▶ [Task brief]:
Continue the passage below on phonological learning and the production and perception architecture, starting after its final sentence.

Parametric learning is not
implicated, since the stimulus materials were created by
categorical substitution of
phonemes. Peperkamp and Dupoux (2007) used an artificial
language learning paradigm
to explore categorical feature neutralization in consonants. In
their materials, voicing was
contextually predictable for stops but not for fricatives, or
vice versa. Their experiments
also manipulated the degree of semantic support for the
phonological patterns. Subjects
were tested using a picture-pointing task. When word-learning
was semantically
supported, learning of the phonological constraint was efficient
and generalized to new
words.
Results such as those of Maye et al. and Peperkamp and Dupoux
suggest a neo-
generative architecture following the broad lines of Levelt
(1980) as shown in Figure 1.
The production system retrieves word forms from the lexicon,
assembles the
phonological code for the word forms in their phrasal context,
and computes the phonetic
implementation of the assembled phonological representation. The
perception side is
more or less analogous in the figure; the acoustic phonetic
signal is phonologically
parsed, and the phonological parse serves to access the lexicon.

▶ [Dataset entries]:
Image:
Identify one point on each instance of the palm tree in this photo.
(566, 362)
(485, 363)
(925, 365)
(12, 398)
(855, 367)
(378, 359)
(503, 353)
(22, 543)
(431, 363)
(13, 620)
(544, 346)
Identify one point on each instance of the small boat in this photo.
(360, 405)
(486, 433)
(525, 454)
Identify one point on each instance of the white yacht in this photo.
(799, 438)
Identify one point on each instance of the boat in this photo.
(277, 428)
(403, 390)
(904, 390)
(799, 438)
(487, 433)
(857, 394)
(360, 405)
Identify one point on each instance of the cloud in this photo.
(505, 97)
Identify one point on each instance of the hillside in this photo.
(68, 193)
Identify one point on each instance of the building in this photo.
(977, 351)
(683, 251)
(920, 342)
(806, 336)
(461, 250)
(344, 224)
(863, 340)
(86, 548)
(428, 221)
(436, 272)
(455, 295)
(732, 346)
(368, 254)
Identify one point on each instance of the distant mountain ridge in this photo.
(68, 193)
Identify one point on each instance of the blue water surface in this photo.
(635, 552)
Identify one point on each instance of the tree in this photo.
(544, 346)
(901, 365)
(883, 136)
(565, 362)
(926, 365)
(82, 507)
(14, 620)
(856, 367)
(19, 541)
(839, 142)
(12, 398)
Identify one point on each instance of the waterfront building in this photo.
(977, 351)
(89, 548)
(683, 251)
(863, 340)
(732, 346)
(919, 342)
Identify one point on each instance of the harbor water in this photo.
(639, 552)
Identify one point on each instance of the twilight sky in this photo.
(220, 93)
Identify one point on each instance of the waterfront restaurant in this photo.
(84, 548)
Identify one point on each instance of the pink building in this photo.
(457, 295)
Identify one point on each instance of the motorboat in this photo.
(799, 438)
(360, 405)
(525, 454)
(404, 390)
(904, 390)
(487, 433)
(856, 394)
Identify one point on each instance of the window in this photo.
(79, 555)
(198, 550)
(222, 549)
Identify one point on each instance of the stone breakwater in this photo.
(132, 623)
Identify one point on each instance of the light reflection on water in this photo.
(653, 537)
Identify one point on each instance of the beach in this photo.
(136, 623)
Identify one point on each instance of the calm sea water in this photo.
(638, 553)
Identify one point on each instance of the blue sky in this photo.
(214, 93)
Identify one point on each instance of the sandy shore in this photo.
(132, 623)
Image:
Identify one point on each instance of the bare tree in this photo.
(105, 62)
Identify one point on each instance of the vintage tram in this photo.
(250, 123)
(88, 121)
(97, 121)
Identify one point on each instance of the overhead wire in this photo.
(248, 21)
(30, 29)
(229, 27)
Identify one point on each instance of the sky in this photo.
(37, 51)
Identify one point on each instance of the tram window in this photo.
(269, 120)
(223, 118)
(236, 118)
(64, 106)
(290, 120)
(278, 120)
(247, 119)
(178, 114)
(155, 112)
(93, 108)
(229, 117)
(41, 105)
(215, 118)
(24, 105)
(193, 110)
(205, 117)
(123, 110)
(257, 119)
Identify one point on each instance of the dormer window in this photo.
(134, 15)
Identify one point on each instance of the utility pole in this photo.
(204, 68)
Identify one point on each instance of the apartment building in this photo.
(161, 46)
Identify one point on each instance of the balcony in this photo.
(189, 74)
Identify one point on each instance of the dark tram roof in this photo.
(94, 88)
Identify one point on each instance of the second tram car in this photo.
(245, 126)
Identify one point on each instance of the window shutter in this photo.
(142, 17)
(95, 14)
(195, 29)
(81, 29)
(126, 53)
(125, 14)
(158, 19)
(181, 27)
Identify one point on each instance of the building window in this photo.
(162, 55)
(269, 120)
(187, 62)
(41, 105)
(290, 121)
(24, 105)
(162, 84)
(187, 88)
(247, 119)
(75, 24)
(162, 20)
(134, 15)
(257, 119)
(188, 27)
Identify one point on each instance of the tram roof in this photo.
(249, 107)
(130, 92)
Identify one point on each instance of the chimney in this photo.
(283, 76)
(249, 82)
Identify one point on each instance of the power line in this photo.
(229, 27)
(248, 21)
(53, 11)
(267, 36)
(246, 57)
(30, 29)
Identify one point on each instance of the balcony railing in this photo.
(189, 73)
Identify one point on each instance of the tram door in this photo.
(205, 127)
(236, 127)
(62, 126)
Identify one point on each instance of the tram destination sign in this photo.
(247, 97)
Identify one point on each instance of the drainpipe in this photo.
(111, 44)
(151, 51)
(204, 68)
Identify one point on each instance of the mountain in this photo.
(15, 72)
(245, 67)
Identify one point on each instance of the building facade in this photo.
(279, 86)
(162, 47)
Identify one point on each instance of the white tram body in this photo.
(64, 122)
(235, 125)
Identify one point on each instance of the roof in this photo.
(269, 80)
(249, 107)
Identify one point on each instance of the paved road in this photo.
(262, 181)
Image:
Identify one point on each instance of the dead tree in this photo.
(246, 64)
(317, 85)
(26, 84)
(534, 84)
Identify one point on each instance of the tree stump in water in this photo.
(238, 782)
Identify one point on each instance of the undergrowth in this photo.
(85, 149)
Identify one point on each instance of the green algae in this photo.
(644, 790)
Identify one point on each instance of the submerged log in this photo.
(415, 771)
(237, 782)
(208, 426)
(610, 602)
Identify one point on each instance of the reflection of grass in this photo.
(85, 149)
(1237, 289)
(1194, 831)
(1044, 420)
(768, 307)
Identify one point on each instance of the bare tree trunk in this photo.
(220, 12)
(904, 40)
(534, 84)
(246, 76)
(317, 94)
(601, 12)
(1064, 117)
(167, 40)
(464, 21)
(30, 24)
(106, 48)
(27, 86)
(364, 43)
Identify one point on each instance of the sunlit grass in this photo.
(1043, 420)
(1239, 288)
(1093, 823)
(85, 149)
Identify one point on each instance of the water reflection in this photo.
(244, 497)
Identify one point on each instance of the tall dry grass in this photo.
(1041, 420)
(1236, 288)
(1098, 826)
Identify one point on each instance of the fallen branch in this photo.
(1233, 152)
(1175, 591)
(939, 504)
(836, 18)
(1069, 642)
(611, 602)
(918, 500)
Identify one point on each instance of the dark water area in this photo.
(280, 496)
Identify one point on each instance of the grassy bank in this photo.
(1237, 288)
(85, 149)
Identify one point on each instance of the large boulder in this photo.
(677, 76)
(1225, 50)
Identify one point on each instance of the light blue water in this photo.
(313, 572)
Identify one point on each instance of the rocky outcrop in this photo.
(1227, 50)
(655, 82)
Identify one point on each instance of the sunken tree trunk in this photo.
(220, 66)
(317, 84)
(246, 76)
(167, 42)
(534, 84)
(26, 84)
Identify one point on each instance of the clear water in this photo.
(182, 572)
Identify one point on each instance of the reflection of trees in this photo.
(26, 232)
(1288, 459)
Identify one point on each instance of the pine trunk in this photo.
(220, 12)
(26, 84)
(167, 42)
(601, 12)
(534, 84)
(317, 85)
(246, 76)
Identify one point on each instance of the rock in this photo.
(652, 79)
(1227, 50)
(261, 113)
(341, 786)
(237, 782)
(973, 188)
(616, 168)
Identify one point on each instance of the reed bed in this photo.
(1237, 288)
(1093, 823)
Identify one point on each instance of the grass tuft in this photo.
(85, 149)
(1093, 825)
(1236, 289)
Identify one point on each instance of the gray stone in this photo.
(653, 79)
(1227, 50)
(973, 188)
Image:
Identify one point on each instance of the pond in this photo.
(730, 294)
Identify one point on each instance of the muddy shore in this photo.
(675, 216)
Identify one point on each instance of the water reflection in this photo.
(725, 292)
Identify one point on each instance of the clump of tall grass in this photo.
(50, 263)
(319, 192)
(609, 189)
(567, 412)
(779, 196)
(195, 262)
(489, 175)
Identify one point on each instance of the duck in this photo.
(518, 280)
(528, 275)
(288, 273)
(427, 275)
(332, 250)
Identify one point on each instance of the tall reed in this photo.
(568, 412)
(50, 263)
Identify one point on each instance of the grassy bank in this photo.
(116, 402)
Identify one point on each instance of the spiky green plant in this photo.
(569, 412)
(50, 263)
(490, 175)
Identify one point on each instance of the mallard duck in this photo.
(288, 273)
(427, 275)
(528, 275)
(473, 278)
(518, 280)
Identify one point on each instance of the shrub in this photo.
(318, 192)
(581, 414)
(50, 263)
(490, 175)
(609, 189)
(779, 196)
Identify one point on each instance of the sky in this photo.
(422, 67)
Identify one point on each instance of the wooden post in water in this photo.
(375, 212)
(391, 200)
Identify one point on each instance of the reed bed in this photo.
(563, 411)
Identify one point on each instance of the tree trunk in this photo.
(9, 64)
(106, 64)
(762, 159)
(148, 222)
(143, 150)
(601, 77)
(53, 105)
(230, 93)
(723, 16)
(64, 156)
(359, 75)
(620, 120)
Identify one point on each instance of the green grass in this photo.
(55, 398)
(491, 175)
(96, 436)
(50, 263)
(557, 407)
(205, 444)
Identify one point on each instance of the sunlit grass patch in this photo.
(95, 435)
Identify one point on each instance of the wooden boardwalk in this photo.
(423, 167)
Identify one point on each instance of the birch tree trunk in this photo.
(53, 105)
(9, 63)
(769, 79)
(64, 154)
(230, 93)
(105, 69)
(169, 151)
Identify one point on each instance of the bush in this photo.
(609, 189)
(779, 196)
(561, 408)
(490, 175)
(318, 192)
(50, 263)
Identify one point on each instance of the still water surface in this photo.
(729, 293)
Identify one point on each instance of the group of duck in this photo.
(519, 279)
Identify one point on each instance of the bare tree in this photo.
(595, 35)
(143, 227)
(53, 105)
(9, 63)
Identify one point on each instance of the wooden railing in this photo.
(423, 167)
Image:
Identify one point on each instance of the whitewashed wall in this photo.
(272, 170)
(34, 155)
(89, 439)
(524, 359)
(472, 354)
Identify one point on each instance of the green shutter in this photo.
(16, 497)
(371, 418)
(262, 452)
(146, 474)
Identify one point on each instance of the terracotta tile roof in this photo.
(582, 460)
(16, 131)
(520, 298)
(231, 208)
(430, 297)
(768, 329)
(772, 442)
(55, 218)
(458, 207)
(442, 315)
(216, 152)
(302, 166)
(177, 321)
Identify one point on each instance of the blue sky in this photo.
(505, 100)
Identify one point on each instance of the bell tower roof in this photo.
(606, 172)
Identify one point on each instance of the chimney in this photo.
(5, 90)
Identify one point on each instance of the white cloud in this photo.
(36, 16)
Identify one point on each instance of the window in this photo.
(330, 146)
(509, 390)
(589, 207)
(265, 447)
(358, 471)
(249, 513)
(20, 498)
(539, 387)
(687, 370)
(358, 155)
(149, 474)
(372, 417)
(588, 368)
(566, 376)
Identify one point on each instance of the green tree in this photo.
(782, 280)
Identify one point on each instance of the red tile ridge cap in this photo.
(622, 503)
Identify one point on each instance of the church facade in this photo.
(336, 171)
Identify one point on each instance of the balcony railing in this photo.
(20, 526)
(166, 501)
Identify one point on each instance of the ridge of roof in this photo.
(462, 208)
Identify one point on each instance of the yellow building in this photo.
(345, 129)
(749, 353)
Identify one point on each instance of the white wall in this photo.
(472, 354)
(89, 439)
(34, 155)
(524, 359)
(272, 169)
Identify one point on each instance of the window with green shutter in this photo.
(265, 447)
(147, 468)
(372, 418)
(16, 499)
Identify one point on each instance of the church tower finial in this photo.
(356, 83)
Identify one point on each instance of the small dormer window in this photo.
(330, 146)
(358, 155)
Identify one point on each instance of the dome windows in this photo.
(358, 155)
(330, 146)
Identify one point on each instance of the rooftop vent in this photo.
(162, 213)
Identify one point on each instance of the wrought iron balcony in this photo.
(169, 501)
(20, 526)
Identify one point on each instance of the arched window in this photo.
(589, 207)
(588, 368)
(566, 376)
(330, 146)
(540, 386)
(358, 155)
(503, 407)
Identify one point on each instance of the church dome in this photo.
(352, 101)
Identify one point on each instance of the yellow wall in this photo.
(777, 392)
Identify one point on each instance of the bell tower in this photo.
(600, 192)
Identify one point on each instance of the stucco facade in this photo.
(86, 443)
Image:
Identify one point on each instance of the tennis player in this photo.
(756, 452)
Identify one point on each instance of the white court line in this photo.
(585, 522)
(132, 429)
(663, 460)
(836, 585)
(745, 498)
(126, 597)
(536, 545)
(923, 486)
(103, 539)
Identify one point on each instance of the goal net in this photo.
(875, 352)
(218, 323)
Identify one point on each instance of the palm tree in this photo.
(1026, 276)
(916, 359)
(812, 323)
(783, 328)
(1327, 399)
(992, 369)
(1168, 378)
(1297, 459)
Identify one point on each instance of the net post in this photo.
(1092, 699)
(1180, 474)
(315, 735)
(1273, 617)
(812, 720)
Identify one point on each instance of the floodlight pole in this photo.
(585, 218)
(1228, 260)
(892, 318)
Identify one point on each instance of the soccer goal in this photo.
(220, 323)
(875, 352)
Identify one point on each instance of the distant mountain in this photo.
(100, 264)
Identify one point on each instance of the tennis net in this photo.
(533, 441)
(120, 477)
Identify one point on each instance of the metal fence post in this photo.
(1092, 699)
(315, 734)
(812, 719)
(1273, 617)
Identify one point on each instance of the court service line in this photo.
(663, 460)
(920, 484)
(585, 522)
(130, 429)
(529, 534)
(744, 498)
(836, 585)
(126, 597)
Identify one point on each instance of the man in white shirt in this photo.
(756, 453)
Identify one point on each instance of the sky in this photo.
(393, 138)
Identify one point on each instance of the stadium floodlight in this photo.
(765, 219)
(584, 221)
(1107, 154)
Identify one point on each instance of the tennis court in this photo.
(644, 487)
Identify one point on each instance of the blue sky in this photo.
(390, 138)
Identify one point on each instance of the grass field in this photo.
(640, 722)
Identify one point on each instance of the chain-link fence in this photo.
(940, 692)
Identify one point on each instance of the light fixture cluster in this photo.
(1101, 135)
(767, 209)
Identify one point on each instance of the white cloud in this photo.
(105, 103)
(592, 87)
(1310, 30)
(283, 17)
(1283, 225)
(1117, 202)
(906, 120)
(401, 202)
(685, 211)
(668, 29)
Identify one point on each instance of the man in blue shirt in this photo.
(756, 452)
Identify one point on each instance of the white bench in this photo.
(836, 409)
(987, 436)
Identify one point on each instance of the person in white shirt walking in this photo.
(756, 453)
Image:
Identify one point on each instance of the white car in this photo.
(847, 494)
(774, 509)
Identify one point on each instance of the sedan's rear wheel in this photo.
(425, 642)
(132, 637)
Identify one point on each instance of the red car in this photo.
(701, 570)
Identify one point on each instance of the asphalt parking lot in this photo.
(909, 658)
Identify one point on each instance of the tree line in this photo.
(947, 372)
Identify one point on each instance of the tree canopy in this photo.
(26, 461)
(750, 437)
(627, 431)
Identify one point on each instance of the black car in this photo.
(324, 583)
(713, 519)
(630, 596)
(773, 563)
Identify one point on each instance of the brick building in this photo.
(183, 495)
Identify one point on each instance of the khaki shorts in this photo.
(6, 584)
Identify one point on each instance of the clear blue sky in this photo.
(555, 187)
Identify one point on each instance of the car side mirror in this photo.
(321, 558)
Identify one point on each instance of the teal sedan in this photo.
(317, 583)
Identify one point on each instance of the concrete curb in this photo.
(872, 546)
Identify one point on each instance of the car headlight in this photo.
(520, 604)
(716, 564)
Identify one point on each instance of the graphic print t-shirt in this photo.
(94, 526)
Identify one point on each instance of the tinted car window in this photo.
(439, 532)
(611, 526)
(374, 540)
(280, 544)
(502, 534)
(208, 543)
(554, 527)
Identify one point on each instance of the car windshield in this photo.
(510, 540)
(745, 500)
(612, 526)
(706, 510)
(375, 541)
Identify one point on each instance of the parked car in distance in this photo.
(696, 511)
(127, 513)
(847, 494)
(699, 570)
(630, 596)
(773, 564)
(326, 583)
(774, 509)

▶ [Task result]:
Various types of phonetic
variability, including social variation, are treated as random
noise that is ignored by the
encoding rules. Thus, systematic effects of the type that Maye
et al. and Peperkamp and
Dupoux have demonstrated do not require any modification of the
units in the coding
level1; the adaptation resides in the relationship of these
units to the lexicon, with Maye et
al.’s experiment involving the subjects’ existing lexica, and
Peperkamp and Dupoux’s
experiment involving novel lexical items in a novel
language.
1 An anonymous reviewer points out that Maye et al.’s result is
also consistent with generalized gradient
retuning of the perceptual space, given the lexical support for
the modified vowels (since the targets were
non-words otherwise). Since the materials involved substitution
of one phoneme category for another, the
study does not distinguish between these two possibilities, and
we take category reassignment to be a
straightforward account of the findings.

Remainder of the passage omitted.